The dataset holds information about 4372 unique customers from 37 different countries.

Also, we can clearly see that even though there are 400,000+ recorded transactions, there are only 22,189 unique invoice numbers. Therefore, we can conclude that the invoice number is not unique to each transaction.

2. Now, let us find the total number of unique customers per country. We can use the groupby() method off of the Pandas DataFrame for this.

In [None]:
# Getting the total number of unique customers per country
customer_df.groupby(['Country'])[['CustomerID']].nunique()

Let us assign this DataFrame to a variable, rename the column and sort it based on the number of unique customers per country.

In [None]:
# Getting the total number of unique customers per country
df_country = customer_df.groupby(['Country'])[['CustomerID']].nunique()

# Renaming the column names
df_country.columns = ['no_of_customers']

# Sorting the DataFrame based on the number of customers
df_country = df_country.sort_values('no_of_customers', ascending=False)

# Looking at the first five rows
df_country.head()

Now that we have our sorted DataFrame, let us visualize it using a bar plot.

In [19]:
# Plotting a bar plot
import matplotlib.pyplot as plt
df_country.plot(kind='bar', figsize = (18,6))

ImportError: DLL load failed while importing _imaging: The specified module could not be found.

In [None]:
#pip uninstall pillow
#pip install pillow

We can clearly see how the customers are distributed per country using the bar plot.

As a next step, let us generate insights using the four methods of analytics we have learnt before:

Using Descriptive Analytics, we can describe the plot stating that most of the customers of the online retail store are from the United Kingdom. Also, we can also conclude that most of the customers of the online retail store are based in Europe in comparison to other continents.

Using Diagnostic Analytics, we can diagnose that the cause for the large number of customers coming in from Europe is because the online retail store must have heavily marketed itself in Europe rather than the other continents.

Using Predictive Analytics, we can predict that the online retail store will continue getting more customers from the United Kingdom since there is already a massive number of customer base in the United Kingdom.

Using Prescriptive Analytics, we can prescribe the online retail store to further invest in marketing in the United Kingdom since number of conversions are very good over there.

Now, let us move on to understand how the customers are generating revenue for the online retail store.

For this, we will be calculating the total amount of transaction per month. So, let us extract the year and month information from the InvoiceDate column.



In [None]:
# Looking at the first five rows
customer_df.head()

=== DATA UNDER STUDY ===
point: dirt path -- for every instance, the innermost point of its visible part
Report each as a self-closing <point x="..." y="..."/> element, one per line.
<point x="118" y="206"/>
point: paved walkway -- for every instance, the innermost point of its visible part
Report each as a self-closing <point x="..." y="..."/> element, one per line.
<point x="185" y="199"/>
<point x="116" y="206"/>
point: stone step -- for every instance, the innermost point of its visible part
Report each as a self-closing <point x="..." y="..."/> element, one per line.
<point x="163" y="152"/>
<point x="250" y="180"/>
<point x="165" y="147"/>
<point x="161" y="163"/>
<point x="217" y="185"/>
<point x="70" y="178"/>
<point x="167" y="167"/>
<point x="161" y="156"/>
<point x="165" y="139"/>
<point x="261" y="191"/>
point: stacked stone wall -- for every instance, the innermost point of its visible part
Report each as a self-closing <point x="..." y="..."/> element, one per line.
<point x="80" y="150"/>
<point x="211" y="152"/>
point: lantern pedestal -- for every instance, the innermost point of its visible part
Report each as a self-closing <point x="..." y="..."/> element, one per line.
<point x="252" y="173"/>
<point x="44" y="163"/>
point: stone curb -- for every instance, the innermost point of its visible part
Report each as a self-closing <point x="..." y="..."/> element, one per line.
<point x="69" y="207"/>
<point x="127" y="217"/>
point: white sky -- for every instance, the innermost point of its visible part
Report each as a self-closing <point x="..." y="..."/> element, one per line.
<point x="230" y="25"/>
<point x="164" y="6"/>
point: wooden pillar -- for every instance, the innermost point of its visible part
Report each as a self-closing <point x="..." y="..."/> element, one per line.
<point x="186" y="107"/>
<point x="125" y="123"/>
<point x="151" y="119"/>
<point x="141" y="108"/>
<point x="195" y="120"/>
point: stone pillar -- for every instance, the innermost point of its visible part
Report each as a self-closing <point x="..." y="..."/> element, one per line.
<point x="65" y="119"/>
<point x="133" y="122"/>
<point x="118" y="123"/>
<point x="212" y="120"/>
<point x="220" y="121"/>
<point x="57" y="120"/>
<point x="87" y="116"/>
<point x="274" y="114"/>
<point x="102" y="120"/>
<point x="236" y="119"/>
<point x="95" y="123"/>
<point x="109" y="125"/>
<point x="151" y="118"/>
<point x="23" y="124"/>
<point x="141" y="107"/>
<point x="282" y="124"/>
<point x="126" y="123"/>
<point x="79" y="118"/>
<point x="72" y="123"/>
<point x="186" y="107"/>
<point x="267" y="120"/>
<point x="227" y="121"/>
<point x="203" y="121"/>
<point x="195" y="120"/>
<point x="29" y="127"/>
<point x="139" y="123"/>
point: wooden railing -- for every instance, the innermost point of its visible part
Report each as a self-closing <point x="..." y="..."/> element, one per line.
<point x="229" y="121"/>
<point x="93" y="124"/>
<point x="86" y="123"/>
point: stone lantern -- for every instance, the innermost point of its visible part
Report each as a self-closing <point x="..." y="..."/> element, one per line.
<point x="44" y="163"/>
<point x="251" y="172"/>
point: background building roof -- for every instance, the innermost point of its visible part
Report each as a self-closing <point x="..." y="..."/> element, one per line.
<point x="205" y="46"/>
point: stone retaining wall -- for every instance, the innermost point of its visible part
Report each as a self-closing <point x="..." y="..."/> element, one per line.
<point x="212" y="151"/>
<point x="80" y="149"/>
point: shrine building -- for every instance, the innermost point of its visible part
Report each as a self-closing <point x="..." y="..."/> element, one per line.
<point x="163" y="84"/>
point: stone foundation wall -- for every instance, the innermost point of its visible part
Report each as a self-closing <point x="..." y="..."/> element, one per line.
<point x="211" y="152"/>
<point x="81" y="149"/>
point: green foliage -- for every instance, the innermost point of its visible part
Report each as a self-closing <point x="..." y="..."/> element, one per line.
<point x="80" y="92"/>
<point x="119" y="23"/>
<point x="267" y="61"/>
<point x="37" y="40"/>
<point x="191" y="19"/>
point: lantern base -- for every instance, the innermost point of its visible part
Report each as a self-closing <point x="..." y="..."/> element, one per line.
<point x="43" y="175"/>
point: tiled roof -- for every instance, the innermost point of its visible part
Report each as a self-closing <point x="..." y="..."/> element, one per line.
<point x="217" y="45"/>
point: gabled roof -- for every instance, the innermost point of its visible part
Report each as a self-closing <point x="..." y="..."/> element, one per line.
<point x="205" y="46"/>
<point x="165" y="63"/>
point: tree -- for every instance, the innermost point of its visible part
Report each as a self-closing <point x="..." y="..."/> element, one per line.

=== TASK ITEM A ===
In the online retail notebook, how many unique invoice numbers are there?
=== TASK ITEM B ===
Reproduce everything in the online retail notebook from "Using Prescriptive Analytics, we" down to "the InvoiceDate column." word for word.
=== TASK ITEM C ===
Write the next part of the online retail notebook, starting after its final line.

=== WRITTEN REPLY A ===
22,189

=== WRITTEN REPLY B ===
Using Prescriptive Analytics, we can prescribe the online retail store to further invest in marketing in the United Kingdom since number of conversions are very good over there.

Now, let us move on to understand how the customers are generating revenue for the online retail store.

For this, we will be calculating the total amount of transaction per month. So, let us extract the year and month information from the InvoiceDate column.

=== WRITTEN REPLY C ===
In [None]:
# Getting only the year and month from the date column
pd.to_datetime(customer_df['InvoiceDate']).apply(lambda x:x.strftime("%Y-%m"))

In [None]:
# Assigning the extracted values to a new column 
customer_df['InvoiceYearMonth'] = pd.to_datetime(customer_df['InvoiceDate']).apply(lambda x:x.strftime("%Y-%m"))

In [None]:
# Looking at the first five rows
customer_df.head()

We can now calculate the total revenue amount for each month per year by using the groupby() method as before and finding the sum of the column instead of the unique number of data elements.

In [None]:
# Getting the total revenue per month per year
df_revenue = customer_df.groupby(['InvoiceYearMonth'])[['AmountSpent']].sum()

# Looking at the first five rows
df_revenue.head()

Next, let us plot the values to see the trend of amount spent by the customers for each month.

In [None]:
# Plotting a line plot
df_revenue.plot(kind='line', figsize = (18,6))

We can see straightaway that the sale has dropped significantly in the December of 2011. Is the online retail store losing customers?

Let us find out the reason for this.

We can find the date and time at which the last data point was collected in this DataFrame by finding the maximum value of the InvoiceDate column.

In [None]:
# Finding the maximum value of the DateTime column
customer_df['InvoiceDate'].max()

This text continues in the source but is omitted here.